PASSAGE TO READ -
"""

After chatting restlessly with Pierce, eyes rolling like a slot machine that won't pay off, Letterman interrupted Pierce's closing riff.
Pierce: Yes, I'm going to get right back to Emma. And?
Letterman: Well, I don't think the dog's still watching.
Pierce: [Gamely] I just have the feeling the commercials are her favorite part. She ?
Letterman: I think the dog may be with Mr. Koppel now. I have kind of that feeling about things.
Letterman looses such zingers almost every weeknight. They're the stuff of the white-bread high-school boys' room, founded in knowing suspicion about every aspect of human nature. He couldn't even resist one in the press conference announcing his confrere Tom Snyder's new slot following Late Show. When Snyder mused, "A year and a half [ago], who was Heidi Fleiss?" Dave instantly gibed: "Aw, you knew who she was, Tom. Come on — you knew."
Such jabs, and their quick-witted author, are as Midwestern as a grain elevator, as determinedly archproletarian as the fried-bologna sandwiches Letterman has made his mom describe on the air. If his Tonight Show rival Jay Leno is decidedly Eastern, with his cloth-coat folksiness, Letterman shares with Johnny Carson a certain irreducible farm-belt loneliness. Somewhere not too far behind him is one of those bleak outskirts-of-town intersections where the stoplight swings in a breeze that's made partly of arctic air. His jaggedly sarcastic grin and mock-angry stares speak of human distances, not connections. A nightly horde of Late Show With David Letterman fans out there in the dark likes things that way. More assured than Leno, Letterman has become the hip young modern's nightcap of choice. Somehow it's the mean laughs that work best — a little something astringent to brace your subconscious for the long, unguarded hours to come.

"""

Point annotation dataset records -
"""

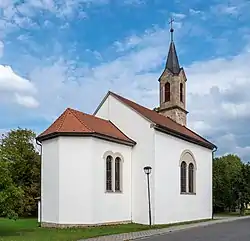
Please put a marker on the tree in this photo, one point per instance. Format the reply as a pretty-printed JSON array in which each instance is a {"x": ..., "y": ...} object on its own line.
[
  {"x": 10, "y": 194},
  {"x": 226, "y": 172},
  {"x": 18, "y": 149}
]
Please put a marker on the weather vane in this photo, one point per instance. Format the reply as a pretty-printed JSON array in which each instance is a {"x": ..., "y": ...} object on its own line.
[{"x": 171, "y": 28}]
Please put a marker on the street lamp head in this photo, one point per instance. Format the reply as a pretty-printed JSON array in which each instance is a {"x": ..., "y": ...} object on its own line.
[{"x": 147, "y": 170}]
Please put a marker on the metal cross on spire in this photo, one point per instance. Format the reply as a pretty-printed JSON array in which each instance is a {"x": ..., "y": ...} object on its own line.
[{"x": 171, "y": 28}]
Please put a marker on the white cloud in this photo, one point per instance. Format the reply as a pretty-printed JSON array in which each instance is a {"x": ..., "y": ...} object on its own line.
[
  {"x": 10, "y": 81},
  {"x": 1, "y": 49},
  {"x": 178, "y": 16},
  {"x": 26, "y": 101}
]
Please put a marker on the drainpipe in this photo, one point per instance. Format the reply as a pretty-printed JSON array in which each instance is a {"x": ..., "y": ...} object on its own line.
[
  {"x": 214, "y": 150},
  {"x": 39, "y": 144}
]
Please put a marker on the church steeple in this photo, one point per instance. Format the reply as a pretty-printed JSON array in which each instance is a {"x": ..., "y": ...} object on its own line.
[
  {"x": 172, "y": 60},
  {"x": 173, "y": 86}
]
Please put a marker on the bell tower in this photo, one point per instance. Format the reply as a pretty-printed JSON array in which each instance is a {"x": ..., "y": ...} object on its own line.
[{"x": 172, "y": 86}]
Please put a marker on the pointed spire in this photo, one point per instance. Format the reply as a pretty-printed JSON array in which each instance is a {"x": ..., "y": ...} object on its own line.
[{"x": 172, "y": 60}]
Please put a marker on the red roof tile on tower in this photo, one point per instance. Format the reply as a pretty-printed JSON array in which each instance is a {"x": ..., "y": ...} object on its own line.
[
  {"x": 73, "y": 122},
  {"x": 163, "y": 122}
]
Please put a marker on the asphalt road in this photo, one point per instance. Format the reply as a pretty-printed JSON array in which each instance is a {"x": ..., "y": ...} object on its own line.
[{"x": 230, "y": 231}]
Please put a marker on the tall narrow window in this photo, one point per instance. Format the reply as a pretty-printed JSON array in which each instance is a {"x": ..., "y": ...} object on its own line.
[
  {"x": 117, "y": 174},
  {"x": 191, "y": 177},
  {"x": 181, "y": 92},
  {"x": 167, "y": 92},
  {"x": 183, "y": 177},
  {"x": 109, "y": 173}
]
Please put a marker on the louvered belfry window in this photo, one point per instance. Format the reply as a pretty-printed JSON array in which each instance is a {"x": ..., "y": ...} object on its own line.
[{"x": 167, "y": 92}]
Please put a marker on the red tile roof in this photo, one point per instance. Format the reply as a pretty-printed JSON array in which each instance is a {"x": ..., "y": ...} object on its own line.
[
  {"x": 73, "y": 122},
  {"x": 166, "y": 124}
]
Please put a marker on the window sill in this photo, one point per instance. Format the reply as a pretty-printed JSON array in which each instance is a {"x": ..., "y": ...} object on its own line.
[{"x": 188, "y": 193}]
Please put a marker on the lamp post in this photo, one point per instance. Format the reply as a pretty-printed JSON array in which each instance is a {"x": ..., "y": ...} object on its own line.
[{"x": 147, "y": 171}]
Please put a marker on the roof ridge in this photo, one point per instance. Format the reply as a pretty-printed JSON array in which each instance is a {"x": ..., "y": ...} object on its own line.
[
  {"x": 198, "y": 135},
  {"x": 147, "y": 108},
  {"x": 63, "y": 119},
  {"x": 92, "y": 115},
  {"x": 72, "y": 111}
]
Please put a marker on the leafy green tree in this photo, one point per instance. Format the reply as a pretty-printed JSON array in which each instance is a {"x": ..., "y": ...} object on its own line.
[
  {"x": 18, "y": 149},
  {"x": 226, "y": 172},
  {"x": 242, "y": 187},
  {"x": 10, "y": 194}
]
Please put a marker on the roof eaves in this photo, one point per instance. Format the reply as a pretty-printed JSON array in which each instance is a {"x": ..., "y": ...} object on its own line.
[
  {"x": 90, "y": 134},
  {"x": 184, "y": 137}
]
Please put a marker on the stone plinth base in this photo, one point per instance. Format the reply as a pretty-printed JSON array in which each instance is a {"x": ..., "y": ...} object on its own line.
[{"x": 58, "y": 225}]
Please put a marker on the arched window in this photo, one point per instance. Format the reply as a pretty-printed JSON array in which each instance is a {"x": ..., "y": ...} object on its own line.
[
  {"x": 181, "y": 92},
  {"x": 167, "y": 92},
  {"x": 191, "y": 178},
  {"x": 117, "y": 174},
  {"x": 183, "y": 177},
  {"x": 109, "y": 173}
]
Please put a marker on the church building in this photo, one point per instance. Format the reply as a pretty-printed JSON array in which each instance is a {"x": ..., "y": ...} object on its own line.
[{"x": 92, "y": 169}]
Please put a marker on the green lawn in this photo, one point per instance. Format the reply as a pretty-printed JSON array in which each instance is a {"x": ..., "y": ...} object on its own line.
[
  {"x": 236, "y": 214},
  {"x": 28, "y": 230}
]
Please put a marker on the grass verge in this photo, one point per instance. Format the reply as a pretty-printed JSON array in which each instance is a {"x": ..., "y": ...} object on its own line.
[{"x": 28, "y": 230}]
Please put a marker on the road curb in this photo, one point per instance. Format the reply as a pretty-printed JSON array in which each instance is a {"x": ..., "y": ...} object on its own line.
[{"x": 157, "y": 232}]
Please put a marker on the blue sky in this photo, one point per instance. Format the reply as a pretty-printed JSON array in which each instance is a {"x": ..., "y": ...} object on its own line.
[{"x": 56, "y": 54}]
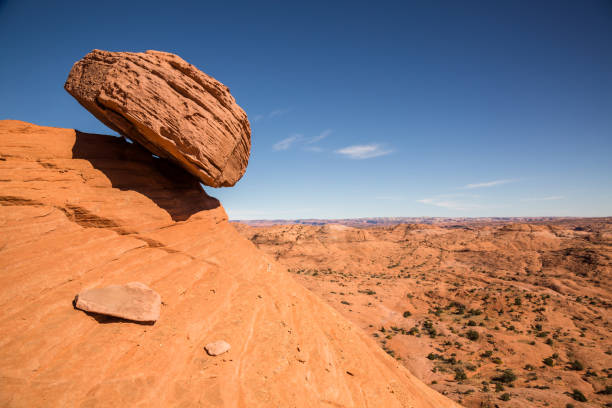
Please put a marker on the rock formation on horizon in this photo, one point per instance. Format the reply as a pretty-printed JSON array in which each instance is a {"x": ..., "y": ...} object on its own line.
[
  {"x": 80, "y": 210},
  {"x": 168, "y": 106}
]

"""
"""

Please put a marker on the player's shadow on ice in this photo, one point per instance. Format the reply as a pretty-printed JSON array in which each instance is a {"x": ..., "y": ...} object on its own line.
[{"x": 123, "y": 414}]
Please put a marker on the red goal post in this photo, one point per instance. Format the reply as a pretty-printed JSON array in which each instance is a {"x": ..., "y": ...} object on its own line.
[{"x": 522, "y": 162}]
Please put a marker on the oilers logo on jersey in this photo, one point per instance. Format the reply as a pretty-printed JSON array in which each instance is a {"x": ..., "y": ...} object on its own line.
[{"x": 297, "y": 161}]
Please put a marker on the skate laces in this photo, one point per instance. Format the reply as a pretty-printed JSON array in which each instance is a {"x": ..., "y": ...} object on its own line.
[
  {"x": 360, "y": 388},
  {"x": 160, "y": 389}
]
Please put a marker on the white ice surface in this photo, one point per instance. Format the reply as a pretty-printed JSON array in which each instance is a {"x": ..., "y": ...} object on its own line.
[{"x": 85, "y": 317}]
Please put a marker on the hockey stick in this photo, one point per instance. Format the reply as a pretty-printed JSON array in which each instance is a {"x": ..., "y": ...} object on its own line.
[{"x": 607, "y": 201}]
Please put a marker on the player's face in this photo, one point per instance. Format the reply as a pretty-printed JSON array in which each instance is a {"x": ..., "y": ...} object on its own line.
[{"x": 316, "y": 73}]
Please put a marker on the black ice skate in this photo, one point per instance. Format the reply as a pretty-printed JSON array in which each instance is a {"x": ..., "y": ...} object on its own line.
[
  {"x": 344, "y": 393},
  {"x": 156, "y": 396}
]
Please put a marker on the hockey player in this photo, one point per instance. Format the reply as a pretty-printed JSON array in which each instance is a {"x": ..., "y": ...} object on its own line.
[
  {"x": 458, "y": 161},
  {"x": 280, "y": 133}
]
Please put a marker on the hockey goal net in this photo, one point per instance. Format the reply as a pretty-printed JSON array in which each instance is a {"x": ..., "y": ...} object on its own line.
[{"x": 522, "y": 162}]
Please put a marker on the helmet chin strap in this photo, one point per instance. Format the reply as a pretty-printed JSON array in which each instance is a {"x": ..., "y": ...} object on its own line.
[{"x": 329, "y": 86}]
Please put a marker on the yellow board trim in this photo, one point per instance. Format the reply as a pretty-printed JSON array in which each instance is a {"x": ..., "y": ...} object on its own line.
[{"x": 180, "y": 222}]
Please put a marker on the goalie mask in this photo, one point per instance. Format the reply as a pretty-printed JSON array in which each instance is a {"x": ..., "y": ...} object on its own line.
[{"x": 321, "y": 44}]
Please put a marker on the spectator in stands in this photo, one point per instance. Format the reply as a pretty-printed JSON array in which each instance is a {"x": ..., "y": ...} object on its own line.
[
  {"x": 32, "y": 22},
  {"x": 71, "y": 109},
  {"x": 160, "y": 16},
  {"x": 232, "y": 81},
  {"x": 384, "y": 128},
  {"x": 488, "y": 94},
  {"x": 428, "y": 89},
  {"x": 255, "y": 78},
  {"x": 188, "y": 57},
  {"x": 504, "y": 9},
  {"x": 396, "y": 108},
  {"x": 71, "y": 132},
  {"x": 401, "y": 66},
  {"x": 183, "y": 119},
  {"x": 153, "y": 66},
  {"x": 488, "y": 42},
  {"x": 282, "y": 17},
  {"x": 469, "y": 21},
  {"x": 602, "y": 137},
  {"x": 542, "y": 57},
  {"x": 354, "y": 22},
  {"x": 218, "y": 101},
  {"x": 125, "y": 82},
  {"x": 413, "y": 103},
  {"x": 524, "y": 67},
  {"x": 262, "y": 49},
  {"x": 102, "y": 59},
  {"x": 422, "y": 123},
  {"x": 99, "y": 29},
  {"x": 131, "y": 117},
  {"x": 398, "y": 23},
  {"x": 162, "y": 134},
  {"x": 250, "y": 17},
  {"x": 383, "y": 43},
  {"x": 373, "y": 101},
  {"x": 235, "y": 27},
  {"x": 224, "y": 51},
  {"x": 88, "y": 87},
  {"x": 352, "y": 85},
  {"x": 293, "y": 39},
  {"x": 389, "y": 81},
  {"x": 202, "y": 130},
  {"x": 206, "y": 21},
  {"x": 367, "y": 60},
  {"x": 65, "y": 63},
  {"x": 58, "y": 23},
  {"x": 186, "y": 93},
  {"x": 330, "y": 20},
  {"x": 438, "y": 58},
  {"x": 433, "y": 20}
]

"""

PROBLEM SET -
1. In the Letterman profile, why do the mean laughs work best for the late-night audience? Answer in one to three sentences.
2. Duplicate the part of the Letterman profile that opens with the words containing "Pierce: [Gamely] I" and closes with "feeling about things.".

REPLIES -
1. The mean laughs work best because they act as something astringent that braces the viewer's subconscious for the long, unguarded hours that follow.

2.
Pierce: [Gamely] I just have the feeling the commercials are her favorite part. She ?
Letterman: I think the dog may be with Mr. Koppel now. I have kind of that feeling about things.